*** Records ***

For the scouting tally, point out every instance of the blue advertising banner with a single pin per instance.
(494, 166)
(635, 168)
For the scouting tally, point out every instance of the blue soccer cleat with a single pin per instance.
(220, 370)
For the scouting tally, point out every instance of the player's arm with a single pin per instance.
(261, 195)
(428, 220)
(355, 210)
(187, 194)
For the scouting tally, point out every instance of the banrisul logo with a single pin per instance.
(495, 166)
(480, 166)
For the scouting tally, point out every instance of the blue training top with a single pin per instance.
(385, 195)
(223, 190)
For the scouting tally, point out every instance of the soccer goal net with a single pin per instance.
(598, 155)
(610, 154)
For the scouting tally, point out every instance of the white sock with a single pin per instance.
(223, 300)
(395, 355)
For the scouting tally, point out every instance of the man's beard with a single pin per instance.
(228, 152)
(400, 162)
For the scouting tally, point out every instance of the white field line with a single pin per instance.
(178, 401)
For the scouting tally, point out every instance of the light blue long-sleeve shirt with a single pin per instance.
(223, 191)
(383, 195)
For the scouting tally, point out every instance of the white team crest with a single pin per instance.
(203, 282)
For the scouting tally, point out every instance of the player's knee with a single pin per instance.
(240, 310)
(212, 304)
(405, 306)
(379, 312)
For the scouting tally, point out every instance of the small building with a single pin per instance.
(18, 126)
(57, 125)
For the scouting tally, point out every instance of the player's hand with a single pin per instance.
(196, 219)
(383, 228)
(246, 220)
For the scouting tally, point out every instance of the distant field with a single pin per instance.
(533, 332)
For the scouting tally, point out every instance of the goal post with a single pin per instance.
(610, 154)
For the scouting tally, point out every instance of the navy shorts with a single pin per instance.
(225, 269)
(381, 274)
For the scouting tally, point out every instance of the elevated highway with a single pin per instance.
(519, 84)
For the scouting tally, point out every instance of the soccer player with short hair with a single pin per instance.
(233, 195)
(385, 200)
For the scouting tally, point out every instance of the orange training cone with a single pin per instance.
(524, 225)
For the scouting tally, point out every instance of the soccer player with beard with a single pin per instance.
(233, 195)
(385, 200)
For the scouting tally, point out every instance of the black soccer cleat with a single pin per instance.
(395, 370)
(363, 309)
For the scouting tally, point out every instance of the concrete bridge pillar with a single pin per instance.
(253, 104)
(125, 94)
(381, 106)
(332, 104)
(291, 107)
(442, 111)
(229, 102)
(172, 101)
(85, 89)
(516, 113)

***

Express the rows above as a two-column CSV with the columns "query" and "points", giving each row's text and its answer one line. Put each value in a single quoted field, and replace any line breaks with spaces.

Full response:
query,points
"For the scouting tally, point out every instance of the blue advertising banner with a single pin per instance.","(494, 166) (635, 168)"
"For the scouting tally, point out every instance of the blue soccer cleat with a single pin per instance.","(220, 370)"
"For the scouting tally, point out every instance of the player's arm with a single pin per instance.","(261, 195) (428, 220) (355, 210) (187, 194)"
"For the scouting tally, point out every instance of the banrisul logo with a single pin per instance.","(495, 166) (480, 166)"
"For the scouting tally, point out every instance of the blue training top with a single pin per instance.","(385, 195) (223, 190)"
"For the scouting tally, point out every instance of the soccer goal net with a single pin per instance.","(598, 155) (610, 154)"
"For the scouting tally, point out every instance of the white sock with a single pin per instance.","(223, 300) (395, 355)"
"For the scouting tally, point out every instance of the man's beard with a single pin per instance.","(228, 152) (400, 162)"
"For the scouting tally, point out every instance of the white field line with a single pin per instance.","(178, 401)"
"For the scouting tally, point out every instance of the light blue long-sleeve shirt with a single pin per instance.","(223, 191) (383, 195)"
"For the scouting tally, point out every instance of the white team crest with a single pin per instance.","(203, 282)"
"For the scouting tally, point out every instance of the player's knee with a single pin per instance.","(240, 310) (212, 304) (405, 306) (379, 312)"
"For the scouting tally, point out every instance of the small building with a single pin per instance.","(18, 126) (57, 125)"
"For the scouting tally, point out every instance of the player's hand with a single pin per instance.","(196, 219) (383, 228) (246, 220)"
"For the scouting tally, point out every instance of the distant field with a single pin per instance.","(533, 332)"
"For the scouting tally, point out every instance of the goal post with a single pin per instance.","(610, 154)"
"For the scouting tally, point out every instance of the navy shorts with a single pin per instance.","(225, 269) (381, 274)"
"For the scouting tally, point out every instance of the elevated highway with a single pin per instance.","(519, 84)"
"For the scouting tally, point out every instance of the soccer player with short hair with a single pin per instance.","(233, 195) (385, 200)"
"For the scouting tally, point out every instance of the orange training cone with a single pin per instance.","(524, 225)"
"For the scouting tally, point out every instance of the soccer player with beard with a single pin per instance.","(233, 195) (385, 200)"
"For the scouting tally, point out every instance of the black soccer cleat with a single pin per instance.","(395, 370) (363, 309)"
"For the scouting tally, point out every instance of the concrete bridge pillar with a single pin per instance.","(253, 104) (125, 94) (381, 106) (332, 104) (291, 107) (442, 111) (229, 102) (172, 101) (85, 89) (516, 113)"